### O que fazer
a - Liste todas as organizações e instituições citadas no editorial sobre a luta contra a Aids.
b - Reproduza sem alterações o trecho do editorial sobre a luta contra a Aids que começa em "Atualizada em 11/10/2022" e termina em "está de volta.".

### Texto fornecido
•••

Editorial

Se a dúvida acaba, a vida continua

Atualizada em 11/10/2022 às 12h22

No último domingo, 1º de dezembro, foi celebrado o Dia Mundial da Luta Contra a Aids, criado em 1987 pela Assembleia Mundial da Saúde com o objetivo de alertar a população e conscientizá-la sobre as formas de combate ao HIV. Hoje, o Ministério da Saúde estima que 900 mil brasileiros carreguem o HIV, dos quais 135 mil não sabem disso. “Silêncio = Morte”. Um dos cartazes mais emblemáticos da luta contra o HIV/Aids criado e disseminado pela organização internacional pioneira ACT UP nos anos 80, está de volta.
A atual campanha foca na questão da testagem, com o slogan “Se a dúvida acaba, a vida continua”. Infelizmente muita gente não quer saber seu status, o que é mais um motivo para educar para não ter medo. A doença já vem com um estigma e um preconceito muito grandes. É bom lembrar que testagem, prevenção e tratamento estão interconectados, já que hoje está comprovado que uma pessoa com carga viral indetectável por seis meses não transmite o vírus.

•••

### Registros do conjunto
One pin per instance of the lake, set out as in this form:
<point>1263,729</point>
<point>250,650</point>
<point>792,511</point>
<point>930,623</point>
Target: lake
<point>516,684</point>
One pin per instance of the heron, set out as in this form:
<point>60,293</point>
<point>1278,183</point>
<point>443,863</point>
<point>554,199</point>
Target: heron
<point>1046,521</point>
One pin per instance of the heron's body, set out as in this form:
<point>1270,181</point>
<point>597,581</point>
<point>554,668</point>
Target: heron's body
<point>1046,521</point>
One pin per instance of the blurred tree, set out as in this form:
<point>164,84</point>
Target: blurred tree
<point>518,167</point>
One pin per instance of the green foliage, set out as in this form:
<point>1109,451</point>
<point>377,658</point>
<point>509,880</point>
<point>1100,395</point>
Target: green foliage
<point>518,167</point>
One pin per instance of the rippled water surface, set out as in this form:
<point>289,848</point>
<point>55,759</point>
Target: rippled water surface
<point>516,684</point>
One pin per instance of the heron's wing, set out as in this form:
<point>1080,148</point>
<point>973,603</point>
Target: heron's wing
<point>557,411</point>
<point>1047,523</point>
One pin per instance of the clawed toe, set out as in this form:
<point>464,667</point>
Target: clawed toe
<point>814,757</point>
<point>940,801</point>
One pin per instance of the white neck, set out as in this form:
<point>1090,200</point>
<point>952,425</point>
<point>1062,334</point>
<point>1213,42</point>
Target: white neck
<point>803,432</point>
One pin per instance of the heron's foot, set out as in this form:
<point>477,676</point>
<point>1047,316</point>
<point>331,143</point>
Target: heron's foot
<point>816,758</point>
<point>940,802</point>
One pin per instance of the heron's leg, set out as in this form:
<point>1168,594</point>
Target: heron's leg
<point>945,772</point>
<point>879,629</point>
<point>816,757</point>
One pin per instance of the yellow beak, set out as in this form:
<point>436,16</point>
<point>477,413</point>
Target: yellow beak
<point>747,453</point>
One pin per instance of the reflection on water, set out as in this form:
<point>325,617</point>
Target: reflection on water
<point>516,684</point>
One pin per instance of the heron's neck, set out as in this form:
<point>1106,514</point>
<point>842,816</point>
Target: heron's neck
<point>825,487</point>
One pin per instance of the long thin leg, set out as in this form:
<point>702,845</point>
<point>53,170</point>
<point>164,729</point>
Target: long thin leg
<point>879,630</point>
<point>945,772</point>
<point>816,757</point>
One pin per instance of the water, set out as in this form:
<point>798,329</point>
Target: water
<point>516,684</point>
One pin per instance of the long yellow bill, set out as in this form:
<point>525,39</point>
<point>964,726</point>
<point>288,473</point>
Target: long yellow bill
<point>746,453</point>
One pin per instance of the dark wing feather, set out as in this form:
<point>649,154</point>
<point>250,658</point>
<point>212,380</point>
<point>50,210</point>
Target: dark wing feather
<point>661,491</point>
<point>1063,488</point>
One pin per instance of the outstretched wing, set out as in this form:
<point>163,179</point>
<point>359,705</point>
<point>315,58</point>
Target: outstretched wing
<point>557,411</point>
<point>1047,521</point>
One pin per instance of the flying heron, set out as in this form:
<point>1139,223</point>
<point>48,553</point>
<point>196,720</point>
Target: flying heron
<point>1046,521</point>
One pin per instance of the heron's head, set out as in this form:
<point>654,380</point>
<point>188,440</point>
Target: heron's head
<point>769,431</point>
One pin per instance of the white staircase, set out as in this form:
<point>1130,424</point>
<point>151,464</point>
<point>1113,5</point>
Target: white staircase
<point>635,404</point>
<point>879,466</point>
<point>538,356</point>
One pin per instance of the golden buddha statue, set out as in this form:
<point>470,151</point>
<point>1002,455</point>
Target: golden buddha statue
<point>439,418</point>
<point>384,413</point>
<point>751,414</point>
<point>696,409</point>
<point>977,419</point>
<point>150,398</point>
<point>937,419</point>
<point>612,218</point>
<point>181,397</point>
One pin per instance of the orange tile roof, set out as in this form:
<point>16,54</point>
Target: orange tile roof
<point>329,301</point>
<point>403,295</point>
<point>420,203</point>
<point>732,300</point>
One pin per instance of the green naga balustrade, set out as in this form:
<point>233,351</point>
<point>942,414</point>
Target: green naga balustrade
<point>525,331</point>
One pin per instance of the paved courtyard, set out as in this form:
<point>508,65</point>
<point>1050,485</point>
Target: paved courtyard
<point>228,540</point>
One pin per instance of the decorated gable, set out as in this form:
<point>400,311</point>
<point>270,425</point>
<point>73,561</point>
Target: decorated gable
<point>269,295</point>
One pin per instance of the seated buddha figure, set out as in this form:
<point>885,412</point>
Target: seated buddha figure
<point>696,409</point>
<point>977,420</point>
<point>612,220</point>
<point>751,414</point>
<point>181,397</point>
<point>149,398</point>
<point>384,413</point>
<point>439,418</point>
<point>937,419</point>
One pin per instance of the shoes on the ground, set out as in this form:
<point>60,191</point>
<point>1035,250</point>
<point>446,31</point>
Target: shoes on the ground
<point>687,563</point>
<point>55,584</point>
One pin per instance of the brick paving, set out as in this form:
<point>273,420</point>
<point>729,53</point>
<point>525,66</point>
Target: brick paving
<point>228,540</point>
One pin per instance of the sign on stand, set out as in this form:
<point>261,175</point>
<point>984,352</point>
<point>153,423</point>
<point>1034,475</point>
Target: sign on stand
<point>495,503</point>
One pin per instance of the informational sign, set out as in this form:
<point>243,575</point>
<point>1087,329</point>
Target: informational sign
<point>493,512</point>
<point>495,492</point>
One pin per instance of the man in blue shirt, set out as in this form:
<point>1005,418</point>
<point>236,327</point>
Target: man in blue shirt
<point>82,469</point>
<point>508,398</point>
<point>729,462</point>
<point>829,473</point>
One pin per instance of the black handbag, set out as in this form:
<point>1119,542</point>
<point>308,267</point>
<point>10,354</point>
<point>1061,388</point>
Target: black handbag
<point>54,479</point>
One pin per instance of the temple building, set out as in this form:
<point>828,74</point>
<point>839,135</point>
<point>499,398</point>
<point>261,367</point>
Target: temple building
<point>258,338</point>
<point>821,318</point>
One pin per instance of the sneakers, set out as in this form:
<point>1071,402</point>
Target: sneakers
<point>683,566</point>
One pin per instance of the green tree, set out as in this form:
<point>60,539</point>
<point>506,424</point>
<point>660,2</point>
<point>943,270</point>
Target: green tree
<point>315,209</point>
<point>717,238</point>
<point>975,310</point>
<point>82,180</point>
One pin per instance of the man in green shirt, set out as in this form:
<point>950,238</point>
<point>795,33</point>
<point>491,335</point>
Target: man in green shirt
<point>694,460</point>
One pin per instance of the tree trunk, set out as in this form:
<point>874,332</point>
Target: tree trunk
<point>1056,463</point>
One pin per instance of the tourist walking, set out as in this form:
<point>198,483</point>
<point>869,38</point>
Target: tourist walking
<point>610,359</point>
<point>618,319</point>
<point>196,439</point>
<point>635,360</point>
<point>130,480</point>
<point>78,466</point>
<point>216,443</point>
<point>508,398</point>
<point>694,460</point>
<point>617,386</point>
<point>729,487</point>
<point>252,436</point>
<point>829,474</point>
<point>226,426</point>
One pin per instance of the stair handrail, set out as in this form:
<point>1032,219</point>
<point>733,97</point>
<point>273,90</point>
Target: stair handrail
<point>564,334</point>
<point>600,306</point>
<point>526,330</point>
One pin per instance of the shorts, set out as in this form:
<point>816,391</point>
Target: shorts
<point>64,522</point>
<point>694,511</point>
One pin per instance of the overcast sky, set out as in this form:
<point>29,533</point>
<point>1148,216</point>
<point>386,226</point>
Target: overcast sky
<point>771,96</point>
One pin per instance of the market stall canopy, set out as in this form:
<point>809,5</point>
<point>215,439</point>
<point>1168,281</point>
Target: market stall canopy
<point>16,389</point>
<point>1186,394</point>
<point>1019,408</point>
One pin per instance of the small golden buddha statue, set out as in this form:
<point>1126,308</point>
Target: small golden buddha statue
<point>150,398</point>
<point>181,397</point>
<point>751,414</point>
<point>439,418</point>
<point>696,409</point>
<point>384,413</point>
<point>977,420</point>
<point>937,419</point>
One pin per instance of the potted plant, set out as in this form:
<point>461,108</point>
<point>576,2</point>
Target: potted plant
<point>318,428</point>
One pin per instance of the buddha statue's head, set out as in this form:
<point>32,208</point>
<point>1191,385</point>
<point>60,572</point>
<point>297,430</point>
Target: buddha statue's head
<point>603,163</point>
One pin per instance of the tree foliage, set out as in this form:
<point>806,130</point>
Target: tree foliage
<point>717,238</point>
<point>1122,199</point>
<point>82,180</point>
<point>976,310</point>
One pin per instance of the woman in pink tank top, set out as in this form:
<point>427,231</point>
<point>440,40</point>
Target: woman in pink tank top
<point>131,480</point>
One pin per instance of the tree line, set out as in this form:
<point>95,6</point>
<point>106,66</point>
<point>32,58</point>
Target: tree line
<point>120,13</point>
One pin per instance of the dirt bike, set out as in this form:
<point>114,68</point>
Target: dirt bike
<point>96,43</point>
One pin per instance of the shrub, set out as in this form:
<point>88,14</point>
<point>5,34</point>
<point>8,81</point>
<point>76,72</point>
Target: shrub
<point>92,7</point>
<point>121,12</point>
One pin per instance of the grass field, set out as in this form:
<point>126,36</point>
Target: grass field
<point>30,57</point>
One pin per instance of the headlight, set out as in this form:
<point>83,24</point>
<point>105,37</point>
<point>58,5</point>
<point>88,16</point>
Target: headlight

•••

### Lista de respostas
a - Assembleia Mundial da Saúde, Ministério da Saúde, ACT UP

b -
Atualizada em 11/10/2022 às 12h22

No último domingo, 1º de dezembro, foi celebrado o Dia Mundial da Luta Contra a Aids, criado em 1987 pela Assembleia Mundial da Saúde com o objetivo de alertar a população e conscientizá-la sobre as formas de combate ao HIV. Hoje, o Ministério da Saúde estima que 900 mil brasileiros carreguem o HIV, dos quais 135 mil não sabem disso. “Silêncio = Morte”. Um dos cartazes mais emblemáticos da luta contra o HIV/Aids criado e disseminado pela organização internacional pioneira ACT UP nos anos 80, está de volta.